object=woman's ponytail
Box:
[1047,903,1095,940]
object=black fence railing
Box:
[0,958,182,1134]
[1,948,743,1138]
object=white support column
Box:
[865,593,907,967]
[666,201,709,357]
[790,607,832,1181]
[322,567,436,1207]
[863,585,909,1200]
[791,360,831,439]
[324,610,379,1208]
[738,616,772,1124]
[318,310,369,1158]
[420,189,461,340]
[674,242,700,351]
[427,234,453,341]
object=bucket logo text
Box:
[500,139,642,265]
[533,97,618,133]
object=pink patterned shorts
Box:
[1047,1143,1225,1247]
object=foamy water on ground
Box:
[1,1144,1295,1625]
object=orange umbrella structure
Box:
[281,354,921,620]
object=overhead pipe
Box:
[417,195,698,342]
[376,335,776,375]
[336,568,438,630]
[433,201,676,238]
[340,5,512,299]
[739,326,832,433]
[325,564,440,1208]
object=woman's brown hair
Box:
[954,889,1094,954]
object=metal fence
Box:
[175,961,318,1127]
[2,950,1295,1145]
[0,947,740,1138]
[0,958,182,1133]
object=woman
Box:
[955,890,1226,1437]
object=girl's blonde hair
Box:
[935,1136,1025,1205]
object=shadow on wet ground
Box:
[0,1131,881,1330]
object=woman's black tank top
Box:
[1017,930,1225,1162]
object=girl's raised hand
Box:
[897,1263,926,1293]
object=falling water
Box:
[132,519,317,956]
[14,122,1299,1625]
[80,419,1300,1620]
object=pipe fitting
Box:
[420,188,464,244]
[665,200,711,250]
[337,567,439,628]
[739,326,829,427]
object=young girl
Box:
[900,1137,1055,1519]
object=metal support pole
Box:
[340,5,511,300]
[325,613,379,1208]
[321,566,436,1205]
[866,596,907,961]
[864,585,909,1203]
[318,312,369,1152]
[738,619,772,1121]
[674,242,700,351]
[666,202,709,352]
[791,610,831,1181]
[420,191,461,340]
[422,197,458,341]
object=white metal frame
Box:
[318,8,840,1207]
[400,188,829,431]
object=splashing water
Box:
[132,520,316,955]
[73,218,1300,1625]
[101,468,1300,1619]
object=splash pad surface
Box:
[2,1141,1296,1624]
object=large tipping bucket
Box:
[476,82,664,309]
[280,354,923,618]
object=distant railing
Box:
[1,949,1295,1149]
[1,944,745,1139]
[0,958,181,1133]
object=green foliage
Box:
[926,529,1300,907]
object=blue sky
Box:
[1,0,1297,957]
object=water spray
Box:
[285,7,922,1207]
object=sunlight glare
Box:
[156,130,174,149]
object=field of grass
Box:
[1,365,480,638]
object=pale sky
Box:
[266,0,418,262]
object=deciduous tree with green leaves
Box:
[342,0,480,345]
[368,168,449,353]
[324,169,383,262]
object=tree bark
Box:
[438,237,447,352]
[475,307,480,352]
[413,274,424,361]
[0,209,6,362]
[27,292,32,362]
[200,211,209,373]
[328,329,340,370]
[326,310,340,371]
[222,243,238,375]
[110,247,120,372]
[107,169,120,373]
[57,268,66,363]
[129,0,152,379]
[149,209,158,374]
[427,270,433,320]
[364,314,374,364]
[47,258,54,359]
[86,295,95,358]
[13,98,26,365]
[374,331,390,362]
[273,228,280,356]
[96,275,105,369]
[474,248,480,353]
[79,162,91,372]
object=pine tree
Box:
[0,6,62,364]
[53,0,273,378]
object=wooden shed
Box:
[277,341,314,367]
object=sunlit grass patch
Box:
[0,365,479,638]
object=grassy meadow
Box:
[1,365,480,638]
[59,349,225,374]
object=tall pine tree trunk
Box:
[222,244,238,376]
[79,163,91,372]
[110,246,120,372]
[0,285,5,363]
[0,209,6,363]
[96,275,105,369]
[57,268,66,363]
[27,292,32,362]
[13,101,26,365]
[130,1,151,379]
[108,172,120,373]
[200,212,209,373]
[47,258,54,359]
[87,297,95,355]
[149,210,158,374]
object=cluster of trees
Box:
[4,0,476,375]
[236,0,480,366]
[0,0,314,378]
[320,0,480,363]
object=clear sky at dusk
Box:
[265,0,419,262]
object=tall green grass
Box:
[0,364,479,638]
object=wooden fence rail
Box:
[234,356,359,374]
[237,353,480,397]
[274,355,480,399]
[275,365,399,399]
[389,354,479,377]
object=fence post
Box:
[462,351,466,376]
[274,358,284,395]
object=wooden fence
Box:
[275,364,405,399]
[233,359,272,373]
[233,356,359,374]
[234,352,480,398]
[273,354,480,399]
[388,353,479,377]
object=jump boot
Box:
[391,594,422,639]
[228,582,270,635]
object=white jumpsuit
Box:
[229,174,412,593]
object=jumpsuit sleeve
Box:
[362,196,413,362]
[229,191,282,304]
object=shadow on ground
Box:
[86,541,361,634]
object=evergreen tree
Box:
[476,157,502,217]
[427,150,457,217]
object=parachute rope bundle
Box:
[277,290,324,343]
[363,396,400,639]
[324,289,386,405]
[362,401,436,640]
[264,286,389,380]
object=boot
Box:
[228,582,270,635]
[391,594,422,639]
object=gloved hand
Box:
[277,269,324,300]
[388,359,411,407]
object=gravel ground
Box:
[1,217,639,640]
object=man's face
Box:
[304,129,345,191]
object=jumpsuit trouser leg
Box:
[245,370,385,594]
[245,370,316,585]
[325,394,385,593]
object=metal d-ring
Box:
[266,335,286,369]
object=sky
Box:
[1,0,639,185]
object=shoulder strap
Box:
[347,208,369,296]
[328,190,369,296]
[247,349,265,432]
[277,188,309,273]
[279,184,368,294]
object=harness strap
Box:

** Your objective **
Transcribe the records above with every character unchanged.

** Reply **
object=woman's ponytail
Box:
[1047,903,1095,940]
object=black fence railing
Box:
[0,958,182,1134]
[1,948,743,1138]
object=white support column
Box:
[865,593,907,967]
[666,201,709,357]
[790,607,832,1181]
[322,567,436,1207]
[863,585,909,1200]
[791,360,831,439]
[324,610,379,1208]
[738,616,772,1124]
[318,310,369,1158]
[420,189,461,340]
[674,242,700,351]
[427,234,453,341]
object=bucket logo text
Box:
[500,139,642,265]
[533,97,618,133]
object=pink patterned shorts
Box:
[1047,1143,1225,1247]
object=foamy water on ground
Box:
[1,1144,1295,1625]
object=orange umbrella structure
Box:
[281,354,921,620]
object=overhead pipe
Box:
[417,195,698,342]
[376,335,776,375]
[336,568,438,630]
[433,201,676,238]
[340,5,512,299]
[739,326,832,433]
[325,564,440,1208]
object=woman's brown hair
Box:
[954,889,1094,954]
object=metal fence
Box:
[175,961,318,1127]
[2,950,1295,1145]
[0,947,740,1138]
[0,958,182,1133]
object=woman
Box:
[955,890,1226,1437]
object=girl's blonde hair
Box:
[935,1136,1025,1205]
object=shadow on wet ground
Box:
[0,1131,881,1330]
object=woman's black tank top
Box:
[1017,930,1225,1162]
object=girl's raised hand
Box:
[897,1263,926,1293]
object=falling water
Box:
[132,519,317,956]
[14,122,1299,1625]
[80,419,1300,1620]
object=pipe fitting
Box:
[420,188,464,244]
[665,200,711,250]
[337,567,439,628]
[739,326,829,427]
object=young girl
Box:
[900,1137,1055,1519]
object=metal support pole
Box:
[340,5,511,300]
[325,613,379,1208]
[321,566,436,1205]
[866,596,907,961]
[864,585,909,1203]
[318,312,369,1152]
[738,619,772,1121]
[674,242,700,351]
[666,202,709,352]
[791,610,831,1181]
[420,191,461,340]
[422,197,458,341]
object=white metal frame
Box:
[318,8,840,1207]
[400,188,829,431]
object=splashing water
Box:
[132,520,316,955]
[73,218,1300,1625]
[101,468,1300,1619]
object=splash pad surface
Box:
[2,1141,1296,1624]
object=large tipping bucket
Box:
[476,82,664,309]
[280,354,923,618]
object=distant railing
Box:
[1,949,1295,1149]
[1,944,745,1139]
[0,958,181,1133]
object=green foliage
Box:
[926,529,1300,907]
object=blue sky
Box:
[1,0,1297,957]
object=water spray
Box:
[285,7,922,1207]
object=sunlight glare
Box:
[156,130,174,149]
object=field of grass
Box:
[1,365,480,638]
object=pale sky
Box:
[266,0,418,262]
object=deciduous tree with green leaves
Box:
[342,0,480,345]
[368,168,449,353]
[324,169,383,262]
object=tree bark
Box:
[438,237,447,352]
[475,307,480,352]
[413,274,424,361]
[0,209,6,362]
[27,292,32,362]
[200,211,209,373]
[328,329,340,370]
[326,310,340,371]
[222,243,238,375]
[110,247,120,372]
[107,169,120,373]
[57,268,66,363]
[129,0,152,379]
[149,209,158,374]
[427,270,433,320]
[364,314,374,364]
[47,258,54,359]
[86,295,95,358]
[13,98,26,365]
[374,331,390,362]
[273,228,280,356]
[96,275,105,369]
[474,248,480,353]
[79,162,91,372]
object=pine tree
Box:
[0,6,62,364]
[53,0,273,378]
object=wooden shed
Box:
[277,341,314,367]
object=sunlit grass patch
Box:
[0,365,479,638]
object=grassy meadow
Box:
[1,365,480,638]
[59,349,225,374]
object=tall pine tree trunk
Box:
[222,244,238,376]
[79,163,91,372]
[110,246,120,372]
[0,285,5,363]
[0,209,6,363]
[96,275,105,369]
[57,268,66,363]
[27,292,32,362]
[13,101,26,365]
[130,1,151,379]
[108,172,120,373]
[200,212,209,373]
[47,258,54,359]
[87,297,95,355]
[149,210,158,374]
object=cluster of trees
Box:
[4,0,476,375]
[236,0,480,366]
[0,0,314,378]
[320,0,480,363]
object=clear sky at dusk
Box:
[265,0,419,262]
object=tall green grass
Box:
[0,364,479,638]
object=wooden fence rail
Box:
[234,356,359,374]
[237,353,480,397]
[274,355,480,399]
[275,365,399,399]
[389,354,479,377]
object=fence post
Box:
[462,351,466,376]
[274,358,284,395]
object=wooden fence
Box:
[275,364,405,399]
[233,359,272,373]
[233,356,359,374]
[234,352,480,398]
[273,354,480,399]
[388,353,479,377]
object=jump boot
Box:
[391,594,422,639]
[228,582,270,635]
object=white jumpsuit
Box:
[229,174,412,593]
object=jumpsuit sleeve
Box:
[362,196,413,362]
[229,191,282,304]
object=shadow on ground
Box:
[86,541,361,634]
object=evergreen tree
Box:
[476,157,502,217]
[427,150,457,217]
object=parachute rope bundle
Box:
[277,290,324,343]
[363,396,400,639]
[324,289,386,405]
[362,401,436,640]
[264,286,389,380]
object=boot
Box:
[228,582,270,635]
[391,594,422,639]
object=gloved hand
Box:
[277,269,324,300]
[388,359,411,407]
object=gravel ground
Box:
[1,217,639,640]
object=man's face
Box:
[304,129,345,191]
object=jumpsuit trouser leg
Box:
[245,370,385,594]
[245,370,316,585]
[325,394,385,593]
object=metal d-ring
Box:
[266,335,286,369]
object=sky
Box:
[1,0,639,185]
object=shoulder strap
Box:
[347,208,369,296]
[328,190,369,296]
[247,349,265,432]
[277,188,309,273]
[279,184,368,294]
object=harness strap
Box:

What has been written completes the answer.